# Task description:
Return the lines below exactly, starting with the line that contains "TARGET = long dark skirt" and stopping after the last line.

::::::

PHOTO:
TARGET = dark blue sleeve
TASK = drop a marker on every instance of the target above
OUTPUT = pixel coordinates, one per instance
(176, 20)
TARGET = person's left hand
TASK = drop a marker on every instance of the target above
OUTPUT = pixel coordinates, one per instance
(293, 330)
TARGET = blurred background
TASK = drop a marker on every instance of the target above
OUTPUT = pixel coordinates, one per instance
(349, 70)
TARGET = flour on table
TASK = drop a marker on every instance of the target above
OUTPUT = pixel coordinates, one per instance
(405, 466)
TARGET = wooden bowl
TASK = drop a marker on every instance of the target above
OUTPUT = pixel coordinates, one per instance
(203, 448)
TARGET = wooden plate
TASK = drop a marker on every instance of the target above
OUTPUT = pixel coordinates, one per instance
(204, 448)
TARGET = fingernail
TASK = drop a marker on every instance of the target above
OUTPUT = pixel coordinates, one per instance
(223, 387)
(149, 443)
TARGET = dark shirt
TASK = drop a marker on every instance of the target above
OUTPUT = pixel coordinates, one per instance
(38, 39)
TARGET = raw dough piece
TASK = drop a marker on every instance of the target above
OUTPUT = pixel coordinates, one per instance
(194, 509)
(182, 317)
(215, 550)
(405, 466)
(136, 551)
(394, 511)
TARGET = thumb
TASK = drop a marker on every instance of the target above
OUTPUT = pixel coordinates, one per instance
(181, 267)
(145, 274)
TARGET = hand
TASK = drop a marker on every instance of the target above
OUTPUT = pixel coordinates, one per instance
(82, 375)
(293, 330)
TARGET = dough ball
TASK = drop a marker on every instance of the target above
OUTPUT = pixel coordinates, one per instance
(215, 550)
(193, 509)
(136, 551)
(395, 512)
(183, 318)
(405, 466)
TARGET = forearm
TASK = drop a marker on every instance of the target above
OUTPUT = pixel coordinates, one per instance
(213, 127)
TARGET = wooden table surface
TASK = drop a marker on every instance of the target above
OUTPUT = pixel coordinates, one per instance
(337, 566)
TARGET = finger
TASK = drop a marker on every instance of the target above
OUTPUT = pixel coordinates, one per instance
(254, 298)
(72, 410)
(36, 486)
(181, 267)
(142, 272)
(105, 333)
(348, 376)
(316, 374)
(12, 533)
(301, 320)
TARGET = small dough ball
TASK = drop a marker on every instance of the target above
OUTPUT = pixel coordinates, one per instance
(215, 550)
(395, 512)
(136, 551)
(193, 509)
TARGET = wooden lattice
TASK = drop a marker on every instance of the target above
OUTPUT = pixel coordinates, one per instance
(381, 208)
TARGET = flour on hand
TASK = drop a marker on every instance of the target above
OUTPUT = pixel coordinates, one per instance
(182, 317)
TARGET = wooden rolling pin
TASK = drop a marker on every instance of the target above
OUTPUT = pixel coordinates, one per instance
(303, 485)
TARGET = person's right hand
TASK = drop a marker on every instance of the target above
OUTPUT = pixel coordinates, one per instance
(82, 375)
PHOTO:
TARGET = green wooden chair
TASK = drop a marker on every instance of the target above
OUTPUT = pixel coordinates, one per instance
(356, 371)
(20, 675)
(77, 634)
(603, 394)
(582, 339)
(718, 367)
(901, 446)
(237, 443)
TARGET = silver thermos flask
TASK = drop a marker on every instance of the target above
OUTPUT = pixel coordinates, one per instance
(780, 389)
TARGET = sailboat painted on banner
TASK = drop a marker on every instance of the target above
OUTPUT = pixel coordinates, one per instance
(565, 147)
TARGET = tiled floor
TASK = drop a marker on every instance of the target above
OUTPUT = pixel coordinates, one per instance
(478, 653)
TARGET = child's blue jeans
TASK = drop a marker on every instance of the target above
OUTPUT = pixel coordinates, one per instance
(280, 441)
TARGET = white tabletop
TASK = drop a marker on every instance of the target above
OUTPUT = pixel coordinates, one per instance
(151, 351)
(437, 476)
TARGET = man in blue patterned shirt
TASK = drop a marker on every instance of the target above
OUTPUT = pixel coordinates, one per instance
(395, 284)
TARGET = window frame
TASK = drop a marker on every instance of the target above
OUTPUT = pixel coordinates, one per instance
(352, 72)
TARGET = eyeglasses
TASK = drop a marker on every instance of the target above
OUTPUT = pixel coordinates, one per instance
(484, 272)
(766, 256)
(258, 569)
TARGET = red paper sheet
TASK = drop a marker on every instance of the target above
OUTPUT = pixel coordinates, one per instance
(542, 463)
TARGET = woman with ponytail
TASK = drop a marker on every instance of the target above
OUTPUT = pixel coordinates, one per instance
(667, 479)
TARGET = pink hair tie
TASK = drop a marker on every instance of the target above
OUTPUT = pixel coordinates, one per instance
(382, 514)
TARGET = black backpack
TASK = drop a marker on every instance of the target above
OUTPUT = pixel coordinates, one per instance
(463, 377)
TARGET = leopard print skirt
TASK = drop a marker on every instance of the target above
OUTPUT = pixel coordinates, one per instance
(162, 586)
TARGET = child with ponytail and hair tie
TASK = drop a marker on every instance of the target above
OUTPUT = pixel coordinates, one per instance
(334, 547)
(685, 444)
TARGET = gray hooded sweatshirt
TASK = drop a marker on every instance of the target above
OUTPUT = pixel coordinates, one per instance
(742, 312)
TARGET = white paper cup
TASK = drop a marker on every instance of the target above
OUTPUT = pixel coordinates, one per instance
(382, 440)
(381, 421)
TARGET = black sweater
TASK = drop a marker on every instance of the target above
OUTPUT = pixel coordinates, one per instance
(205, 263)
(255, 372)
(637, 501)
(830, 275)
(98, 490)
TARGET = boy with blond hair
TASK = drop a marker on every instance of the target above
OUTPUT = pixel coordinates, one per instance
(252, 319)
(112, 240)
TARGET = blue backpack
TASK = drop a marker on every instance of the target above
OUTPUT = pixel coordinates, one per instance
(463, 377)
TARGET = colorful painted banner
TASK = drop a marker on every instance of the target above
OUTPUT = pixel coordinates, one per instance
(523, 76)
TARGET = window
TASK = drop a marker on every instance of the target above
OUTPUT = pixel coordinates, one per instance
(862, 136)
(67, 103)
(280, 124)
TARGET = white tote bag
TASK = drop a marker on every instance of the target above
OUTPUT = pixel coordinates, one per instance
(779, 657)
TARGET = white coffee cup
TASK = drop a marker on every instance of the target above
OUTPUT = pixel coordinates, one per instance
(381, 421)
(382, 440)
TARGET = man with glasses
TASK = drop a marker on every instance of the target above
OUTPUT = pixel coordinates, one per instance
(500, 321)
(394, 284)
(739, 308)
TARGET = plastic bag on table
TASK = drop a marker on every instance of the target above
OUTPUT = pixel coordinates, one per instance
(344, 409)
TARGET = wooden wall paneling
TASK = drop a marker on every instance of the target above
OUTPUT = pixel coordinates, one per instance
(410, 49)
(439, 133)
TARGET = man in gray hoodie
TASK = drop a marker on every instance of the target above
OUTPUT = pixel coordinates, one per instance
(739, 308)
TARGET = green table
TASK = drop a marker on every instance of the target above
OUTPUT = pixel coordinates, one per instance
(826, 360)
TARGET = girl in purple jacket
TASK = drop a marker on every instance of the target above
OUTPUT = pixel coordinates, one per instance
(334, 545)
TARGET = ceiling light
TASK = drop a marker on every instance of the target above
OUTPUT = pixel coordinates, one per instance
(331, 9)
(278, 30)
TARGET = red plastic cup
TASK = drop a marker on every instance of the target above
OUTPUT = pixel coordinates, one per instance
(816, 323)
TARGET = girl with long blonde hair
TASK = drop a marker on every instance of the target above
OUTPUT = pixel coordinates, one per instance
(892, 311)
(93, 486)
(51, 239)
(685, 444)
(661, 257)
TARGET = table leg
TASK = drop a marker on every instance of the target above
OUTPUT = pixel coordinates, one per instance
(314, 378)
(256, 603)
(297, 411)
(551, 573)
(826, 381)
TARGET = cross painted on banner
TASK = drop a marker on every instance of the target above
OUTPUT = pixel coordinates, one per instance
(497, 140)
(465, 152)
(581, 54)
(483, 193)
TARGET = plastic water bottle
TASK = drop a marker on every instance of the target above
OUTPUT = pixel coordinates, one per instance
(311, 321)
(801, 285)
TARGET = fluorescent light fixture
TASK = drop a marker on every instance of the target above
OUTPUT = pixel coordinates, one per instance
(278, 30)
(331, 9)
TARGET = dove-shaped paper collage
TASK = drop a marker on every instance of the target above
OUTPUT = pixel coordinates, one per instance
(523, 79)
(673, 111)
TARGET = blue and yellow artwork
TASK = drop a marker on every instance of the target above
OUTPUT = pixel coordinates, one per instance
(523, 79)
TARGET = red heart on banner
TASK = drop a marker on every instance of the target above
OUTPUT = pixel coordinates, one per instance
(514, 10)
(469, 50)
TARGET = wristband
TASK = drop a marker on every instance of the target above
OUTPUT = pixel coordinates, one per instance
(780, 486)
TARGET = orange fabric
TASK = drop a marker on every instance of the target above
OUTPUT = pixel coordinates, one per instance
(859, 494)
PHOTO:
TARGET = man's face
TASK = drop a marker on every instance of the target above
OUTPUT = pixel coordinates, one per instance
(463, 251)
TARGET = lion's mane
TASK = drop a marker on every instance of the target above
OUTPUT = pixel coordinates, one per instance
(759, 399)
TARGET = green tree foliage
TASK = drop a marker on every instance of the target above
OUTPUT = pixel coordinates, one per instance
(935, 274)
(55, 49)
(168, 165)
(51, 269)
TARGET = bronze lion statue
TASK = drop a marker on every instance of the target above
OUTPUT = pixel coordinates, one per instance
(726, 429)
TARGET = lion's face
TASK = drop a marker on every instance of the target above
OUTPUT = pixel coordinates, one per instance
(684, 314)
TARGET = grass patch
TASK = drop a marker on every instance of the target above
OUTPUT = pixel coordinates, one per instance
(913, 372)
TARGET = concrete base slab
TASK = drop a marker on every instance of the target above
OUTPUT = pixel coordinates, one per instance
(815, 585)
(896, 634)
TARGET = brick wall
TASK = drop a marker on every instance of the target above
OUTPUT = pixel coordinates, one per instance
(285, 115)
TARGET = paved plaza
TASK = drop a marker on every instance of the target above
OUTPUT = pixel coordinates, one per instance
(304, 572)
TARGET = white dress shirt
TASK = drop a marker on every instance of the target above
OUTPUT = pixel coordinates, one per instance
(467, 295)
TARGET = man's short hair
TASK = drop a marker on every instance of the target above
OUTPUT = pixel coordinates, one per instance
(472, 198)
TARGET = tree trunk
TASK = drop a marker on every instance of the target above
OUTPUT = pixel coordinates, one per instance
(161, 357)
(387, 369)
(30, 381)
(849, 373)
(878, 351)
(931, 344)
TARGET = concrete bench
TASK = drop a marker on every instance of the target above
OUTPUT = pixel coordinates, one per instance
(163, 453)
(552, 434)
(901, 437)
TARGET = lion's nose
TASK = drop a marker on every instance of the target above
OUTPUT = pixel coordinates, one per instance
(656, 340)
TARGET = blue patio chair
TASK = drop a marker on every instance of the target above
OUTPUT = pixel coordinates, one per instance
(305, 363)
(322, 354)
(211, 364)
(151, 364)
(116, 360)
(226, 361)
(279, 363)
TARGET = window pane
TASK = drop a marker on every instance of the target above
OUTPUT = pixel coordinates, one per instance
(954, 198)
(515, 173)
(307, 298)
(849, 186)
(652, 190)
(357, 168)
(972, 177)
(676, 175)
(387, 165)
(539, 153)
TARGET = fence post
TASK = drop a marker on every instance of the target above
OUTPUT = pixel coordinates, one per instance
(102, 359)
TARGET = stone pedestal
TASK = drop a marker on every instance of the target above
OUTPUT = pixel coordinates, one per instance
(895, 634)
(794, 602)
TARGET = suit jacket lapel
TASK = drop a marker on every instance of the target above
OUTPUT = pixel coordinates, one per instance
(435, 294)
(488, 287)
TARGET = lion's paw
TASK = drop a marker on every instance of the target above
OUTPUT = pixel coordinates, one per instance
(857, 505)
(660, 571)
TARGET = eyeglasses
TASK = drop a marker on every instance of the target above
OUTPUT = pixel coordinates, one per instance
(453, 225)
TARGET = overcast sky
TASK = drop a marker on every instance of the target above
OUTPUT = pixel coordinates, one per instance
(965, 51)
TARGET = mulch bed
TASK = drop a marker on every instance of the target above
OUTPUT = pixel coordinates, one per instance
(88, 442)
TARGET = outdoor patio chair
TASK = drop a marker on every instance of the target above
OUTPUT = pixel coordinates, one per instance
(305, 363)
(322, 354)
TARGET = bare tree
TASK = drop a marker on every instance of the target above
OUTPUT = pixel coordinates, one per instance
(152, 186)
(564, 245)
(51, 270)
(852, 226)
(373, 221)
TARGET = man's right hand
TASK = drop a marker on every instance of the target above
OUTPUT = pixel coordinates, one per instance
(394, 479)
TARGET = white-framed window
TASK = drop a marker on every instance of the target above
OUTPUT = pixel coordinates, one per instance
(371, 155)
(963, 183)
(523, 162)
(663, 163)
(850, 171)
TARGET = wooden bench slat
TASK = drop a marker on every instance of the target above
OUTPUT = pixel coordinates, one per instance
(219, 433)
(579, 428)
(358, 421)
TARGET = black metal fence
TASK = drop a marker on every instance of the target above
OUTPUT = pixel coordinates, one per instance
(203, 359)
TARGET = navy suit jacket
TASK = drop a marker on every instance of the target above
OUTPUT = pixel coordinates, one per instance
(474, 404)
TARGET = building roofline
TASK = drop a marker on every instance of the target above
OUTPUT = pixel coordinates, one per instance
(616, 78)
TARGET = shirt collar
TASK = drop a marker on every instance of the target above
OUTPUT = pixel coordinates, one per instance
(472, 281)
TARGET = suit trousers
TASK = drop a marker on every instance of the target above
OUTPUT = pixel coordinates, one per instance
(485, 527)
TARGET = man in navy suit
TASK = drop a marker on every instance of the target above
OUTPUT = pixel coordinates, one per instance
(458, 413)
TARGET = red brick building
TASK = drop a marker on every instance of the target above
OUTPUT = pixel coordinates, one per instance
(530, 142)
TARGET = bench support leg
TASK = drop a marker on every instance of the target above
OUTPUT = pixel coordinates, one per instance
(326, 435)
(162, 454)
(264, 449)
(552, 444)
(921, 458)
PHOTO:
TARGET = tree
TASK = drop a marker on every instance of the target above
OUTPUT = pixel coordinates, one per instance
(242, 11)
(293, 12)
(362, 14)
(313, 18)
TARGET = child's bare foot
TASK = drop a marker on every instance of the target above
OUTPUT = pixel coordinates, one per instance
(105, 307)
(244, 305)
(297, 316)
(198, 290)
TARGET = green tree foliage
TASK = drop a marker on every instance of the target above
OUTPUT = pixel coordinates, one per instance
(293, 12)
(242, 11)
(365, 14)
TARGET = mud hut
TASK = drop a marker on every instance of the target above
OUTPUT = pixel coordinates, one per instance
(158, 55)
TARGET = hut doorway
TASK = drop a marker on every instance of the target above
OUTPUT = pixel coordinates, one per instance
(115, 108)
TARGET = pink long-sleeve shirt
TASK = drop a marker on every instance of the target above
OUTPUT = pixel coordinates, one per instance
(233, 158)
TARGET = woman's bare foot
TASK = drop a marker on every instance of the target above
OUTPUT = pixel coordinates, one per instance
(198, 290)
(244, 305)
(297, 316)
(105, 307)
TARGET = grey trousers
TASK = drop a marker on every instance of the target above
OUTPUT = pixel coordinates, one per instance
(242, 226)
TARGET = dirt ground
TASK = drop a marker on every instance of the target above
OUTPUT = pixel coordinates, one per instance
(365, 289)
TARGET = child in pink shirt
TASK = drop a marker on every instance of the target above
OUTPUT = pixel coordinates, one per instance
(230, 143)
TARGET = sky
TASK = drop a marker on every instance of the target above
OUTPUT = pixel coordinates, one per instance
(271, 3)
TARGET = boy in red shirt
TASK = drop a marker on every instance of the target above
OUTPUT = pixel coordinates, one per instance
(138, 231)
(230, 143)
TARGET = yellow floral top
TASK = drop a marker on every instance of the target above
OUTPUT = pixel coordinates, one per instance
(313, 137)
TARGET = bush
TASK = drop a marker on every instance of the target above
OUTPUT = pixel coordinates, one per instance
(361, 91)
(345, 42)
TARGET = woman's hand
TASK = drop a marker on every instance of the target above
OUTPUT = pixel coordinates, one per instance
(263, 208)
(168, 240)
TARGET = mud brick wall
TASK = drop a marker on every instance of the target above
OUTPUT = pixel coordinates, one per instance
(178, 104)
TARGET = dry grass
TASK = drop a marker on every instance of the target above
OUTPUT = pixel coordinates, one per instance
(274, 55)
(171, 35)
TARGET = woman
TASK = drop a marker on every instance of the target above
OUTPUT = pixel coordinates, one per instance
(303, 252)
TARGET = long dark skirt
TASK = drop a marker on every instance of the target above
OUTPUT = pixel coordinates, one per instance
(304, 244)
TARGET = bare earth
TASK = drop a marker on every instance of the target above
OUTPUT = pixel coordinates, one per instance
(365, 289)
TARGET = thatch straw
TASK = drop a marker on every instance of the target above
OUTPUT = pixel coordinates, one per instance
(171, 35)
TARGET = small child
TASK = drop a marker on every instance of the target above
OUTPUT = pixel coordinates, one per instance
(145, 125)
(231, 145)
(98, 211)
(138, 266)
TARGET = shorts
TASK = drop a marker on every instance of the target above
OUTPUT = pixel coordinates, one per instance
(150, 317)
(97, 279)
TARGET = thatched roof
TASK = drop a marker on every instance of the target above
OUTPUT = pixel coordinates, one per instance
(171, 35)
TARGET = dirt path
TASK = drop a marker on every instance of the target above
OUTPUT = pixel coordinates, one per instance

::::::

# Reply:
TARGET = long dark skirt
TASK = drop a marker on every instance of the target above
OUTPUT = pixel coordinates, one per instance
(304, 244)
TARGET = bare earth
TASK = drop a marker on every instance of the target above
OUTPUT = pixel coordinates, one per instance
(365, 289)
TARGET = thatch straw
TASK = drop a marker on every instance of the target above
OUTPUT = pixel coordinates, one per instance
(171, 35)
TARGET = small child
TASK = drop a marker on every instance of the target above
OUTPUT = pixel coordinates, one per instance
(145, 125)
(231, 145)
(98, 211)
(138, 266)
TARGET = shorts
TASK = drop a marker on every instance of the target above
OUTPUT = pixel coordinates, one per instance
(150, 317)
(97, 279)
TARGET = thatched roof
TASK = drop a marker on every instance of the target above
OUTPUT = pixel coordinates, one per instance
(171, 35)
TARGET = dirt path
TASK = drop a marker on every instance of the target above
OUTPUT = pixel coordinates, one per instance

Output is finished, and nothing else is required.